EXCERPTED DATA:
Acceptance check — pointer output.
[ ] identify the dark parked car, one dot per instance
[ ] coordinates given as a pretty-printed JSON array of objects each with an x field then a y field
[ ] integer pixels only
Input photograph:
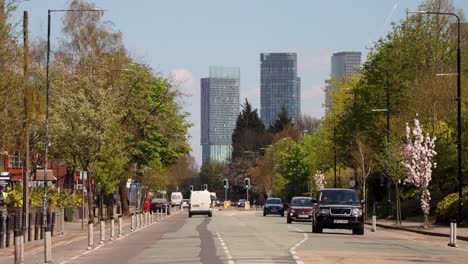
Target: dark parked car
[
  {"x": 338, "y": 209},
  {"x": 160, "y": 204},
  {"x": 300, "y": 209},
  {"x": 241, "y": 203},
  {"x": 273, "y": 206}
]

WORK INSTRUCTIONS: Copy every line of the rows above, including the requests, but scale each x and y coordinate in the answers by 1.85 and round it to a whole number, with halves rounding up. Leave the pictures out.

EXERCISE SOLUTION:
Acceptance check — pointer output.
[ ] identify the dark parked car, one dot per instance
[ ] coordinates given as a pretty-printed JSON array of objects each with an x field then a y field
[ ] integer pixels only
Input photograph:
Target: dark parked car
[
  {"x": 625, "y": 387},
  {"x": 296, "y": 377},
  {"x": 555, "y": 387},
  {"x": 446, "y": 376},
  {"x": 505, "y": 381}
]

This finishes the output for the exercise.